## start Items

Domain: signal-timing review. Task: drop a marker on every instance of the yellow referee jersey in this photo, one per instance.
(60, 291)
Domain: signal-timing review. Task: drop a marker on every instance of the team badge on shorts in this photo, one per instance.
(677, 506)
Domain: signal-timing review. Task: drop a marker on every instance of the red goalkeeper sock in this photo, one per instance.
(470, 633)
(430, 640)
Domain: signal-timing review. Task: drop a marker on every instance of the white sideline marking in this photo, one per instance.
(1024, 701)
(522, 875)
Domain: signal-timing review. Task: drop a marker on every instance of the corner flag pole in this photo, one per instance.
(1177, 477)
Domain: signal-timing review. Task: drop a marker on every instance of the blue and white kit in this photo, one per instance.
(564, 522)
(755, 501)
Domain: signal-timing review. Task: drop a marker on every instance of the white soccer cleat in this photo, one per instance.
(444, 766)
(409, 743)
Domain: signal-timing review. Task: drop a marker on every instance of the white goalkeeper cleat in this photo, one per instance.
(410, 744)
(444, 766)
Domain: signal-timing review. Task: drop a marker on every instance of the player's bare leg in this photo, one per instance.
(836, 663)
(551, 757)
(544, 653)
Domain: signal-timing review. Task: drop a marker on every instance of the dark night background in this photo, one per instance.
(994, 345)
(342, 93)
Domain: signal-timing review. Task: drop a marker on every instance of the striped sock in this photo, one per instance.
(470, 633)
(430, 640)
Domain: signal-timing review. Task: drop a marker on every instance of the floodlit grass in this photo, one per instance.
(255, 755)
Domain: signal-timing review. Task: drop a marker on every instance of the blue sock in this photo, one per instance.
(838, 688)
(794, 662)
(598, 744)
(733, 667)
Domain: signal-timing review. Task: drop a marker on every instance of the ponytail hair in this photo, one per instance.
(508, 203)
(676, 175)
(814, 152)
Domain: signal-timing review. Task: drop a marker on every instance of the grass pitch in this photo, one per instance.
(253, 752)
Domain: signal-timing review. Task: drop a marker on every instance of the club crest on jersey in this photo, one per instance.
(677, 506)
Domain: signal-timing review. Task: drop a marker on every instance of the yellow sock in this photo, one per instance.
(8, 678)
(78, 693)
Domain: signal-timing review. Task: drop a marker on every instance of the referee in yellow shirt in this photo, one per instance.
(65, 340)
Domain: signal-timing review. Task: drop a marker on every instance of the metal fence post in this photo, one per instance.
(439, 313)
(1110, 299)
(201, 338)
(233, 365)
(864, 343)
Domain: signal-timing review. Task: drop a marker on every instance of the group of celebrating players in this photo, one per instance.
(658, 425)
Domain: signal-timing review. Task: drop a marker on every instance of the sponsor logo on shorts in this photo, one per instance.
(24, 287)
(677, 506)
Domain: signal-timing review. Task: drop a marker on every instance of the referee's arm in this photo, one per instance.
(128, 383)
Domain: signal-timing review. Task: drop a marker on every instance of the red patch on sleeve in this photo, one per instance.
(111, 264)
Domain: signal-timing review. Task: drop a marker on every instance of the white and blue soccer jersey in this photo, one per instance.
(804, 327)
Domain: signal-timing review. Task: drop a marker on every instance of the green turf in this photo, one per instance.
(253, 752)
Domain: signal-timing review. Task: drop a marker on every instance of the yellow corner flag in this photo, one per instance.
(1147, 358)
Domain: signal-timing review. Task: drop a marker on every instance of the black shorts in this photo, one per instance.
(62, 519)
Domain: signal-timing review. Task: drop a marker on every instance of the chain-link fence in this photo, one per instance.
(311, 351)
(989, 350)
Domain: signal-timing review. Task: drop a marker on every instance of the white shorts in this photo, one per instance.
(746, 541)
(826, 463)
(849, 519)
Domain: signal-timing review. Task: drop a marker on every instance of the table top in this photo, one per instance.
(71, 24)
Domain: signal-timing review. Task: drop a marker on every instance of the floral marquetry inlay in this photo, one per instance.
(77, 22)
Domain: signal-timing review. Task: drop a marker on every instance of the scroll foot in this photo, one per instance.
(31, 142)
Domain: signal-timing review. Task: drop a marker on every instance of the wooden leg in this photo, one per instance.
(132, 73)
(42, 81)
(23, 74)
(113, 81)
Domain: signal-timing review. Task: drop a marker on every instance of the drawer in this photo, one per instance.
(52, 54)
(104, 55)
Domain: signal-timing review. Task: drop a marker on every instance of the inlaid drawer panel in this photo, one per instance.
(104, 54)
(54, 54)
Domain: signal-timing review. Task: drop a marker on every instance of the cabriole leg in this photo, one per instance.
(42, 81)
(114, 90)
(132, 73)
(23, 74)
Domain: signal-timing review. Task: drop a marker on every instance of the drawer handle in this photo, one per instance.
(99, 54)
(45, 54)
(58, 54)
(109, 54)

## end Items

Instructions for the task:
Turn every one of the rows above into a numbered list, leaving out any blank lines.

Complete response:
1. Domain: signal-timing review. Task: drop a marker on every instance of the yellow referee jersey in this photo, one per instance.
2. (60, 291)
3. Domain: signal-timing review. Task: drop a marker on every instance of the team badge on shorts in this photo, one per instance.
4. (677, 506)
5. Domain: signal-timing review. Task: drop a marker on every instance of the red goalkeeper sock in this photo, one per instance.
6. (470, 633)
7. (430, 640)
8. Domain: signal-timing review. Task: drop a marker on every instance of the white sideline marking in this photo, one per instance.
9. (1024, 701)
10. (522, 875)
11. Domain: signal-timing review. Task: drop a marker on every instance of the corner flag pole in this photo, one per instance.
12. (1177, 477)
13. Domain: signal-timing review. Task: drop a marker on every instance of the blue and white kit in this photo, one per instance.
14. (564, 522)
15. (755, 501)
16. Domain: signal-timing review. Task: drop a marker on every instance of the white soccer cleat in this photo, one per instance.
17. (444, 766)
18. (409, 743)
19. Domain: signal-timing review. Task: drop a marker on every instance of the white goalkeeper cleat in this photo, one per instance.
20. (410, 744)
21. (444, 766)
22. Domain: signal-timing review. Task: drop a marker on every instance of the player's bare leg in this photo, one per instance.
23. (836, 663)
24. (551, 757)
25. (544, 653)
26. Domain: signal-timing review. Task: drop a marker on every instance of the dark night background in this photo, one per instance.
27. (994, 345)
28. (342, 93)
29. Domain: signal-timing review. Task: drop a marker on every instance of the striped sock in this photo, one per instance.
30. (470, 633)
31. (430, 640)
32. Domain: signal-timing review. Task: drop a marker on every instance of the floodlit grass in this photo, one per instance.
33. (255, 755)
34. Domain: signal-timing review. Task: drop a marker on every instance of the blue sock in this photo, one per instance.
35. (838, 688)
36. (794, 662)
37. (598, 744)
38. (733, 667)
39. Domain: signal-timing review. Task: drop a marker on every instance of the ponytail hair in this photo, one per instance.
40. (508, 203)
41. (676, 175)
42. (814, 152)
43. Domain: signal-timing review. Task: drop a marker on every instance of the grass pitch in this photo, one per instance.
44. (253, 752)
45. Domain: signal-timing review. Task: drop a marker on every instance of the club crest on jersey in this photo, one per instance.
46. (677, 506)
47. Domain: signal-timing review. Task: drop a marker on every instance of the yellow sock in this photo, one per instance.
48. (8, 678)
49. (78, 693)
50. Domain: signal-timing review. Task: drop a marker on every instance of the referee in yellow shirt in this photo, one per instance.
51. (65, 340)
52. Domain: signal-timing review. Task: drop a marker on every instance of the metal fence post in this photo, one per instance.
53. (439, 313)
54. (1110, 299)
55. (201, 338)
56. (233, 365)
57. (864, 343)
58. Domain: signal-timing review. Task: drop a marker on every instance of the group of celebrating players in this photo, one per instance.
59. (658, 425)
60. Domain: signal-timing review. Task: drop a marker on every instance of the sponsor logo on shorts in this photo, one per instance.
61. (24, 287)
62. (677, 506)
63. Domain: signal-timing review. Task: drop a marker on every instance of the referee's arm in this photo, one per instance.
64. (128, 383)
65. Domain: signal-timing review. Task: drop a marker on every instance of the red patch on sleeve in this photo, one per instance.
66. (111, 264)
67. Domain: signal-timing review. Task: drop a marker on every instance of the white and blue soccer jersey in this photo, one per instance.
68. (804, 327)
69. Domain: signal-timing review. Task: drop a marker on every instance of the green turf in this photo, one per instance.
70. (253, 752)
71. Domain: signal-timing review. Task: drop a marker on every instance of the yellow corner flag in this photo, one per instance.
72. (1147, 358)
73. Domain: signal-timing review. Task: drop a marker on every instance of the black shorts in this photo, one per instance.
74. (62, 519)
75. Domain: signal-timing review. Task: drop a marker on every instance of the chain-link fence in this photo, one per instance.
76. (311, 351)
77. (989, 350)
78. Domain: signal-timing review. Task: drop a marker on every instance of the white shorts in this photo, one per instance.
79. (746, 541)
80. (826, 463)
81. (849, 519)
82. Domain: signal-timing review. Task: drop a marker on every instance of the table top in this photo, one per instance.
83. (71, 24)
84. Domain: signal-timing review. Task: drop a marker on every instance of the floral marquetry inlay in this photo, one per instance.
85. (77, 22)
86. Domain: signal-timing review. Task: drop a marker on every instance of the scroll foot in this photo, one per instance.
87. (31, 142)
88. Domain: signal-timing review. Task: drop a marker on every instance of the wooden leg in this photo, one per instance.
89. (132, 73)
90. (42, 81)
91. (23, 74)
92. (113, 81)
93. Domain: signal-timing review. Task: drop a marker on every instance of the drawer in this photo, one per instance.
94. (52, 54)
95. (104, 55)
96. Domain: signal-timing review. Task: drop a marker on every instance of the inlaid drawer panel in this photo, one per instance.
97. (104, 54)
98. (54, 54)
99. Domain: signal-timing review. Task: drop a marker on every instance of the cabriole leg in this photo, one per instance.
100. (42, 81)
101. (114, 90)
102. (132, 73)
103. (23, 74)
104. Domain: signal-timing review. Task: drop a marker on every instance of the drawer handle in this photo, one per instance.
105. (99, 54)
106. (45, 54)
107. (58, 54)
108. (109, 54)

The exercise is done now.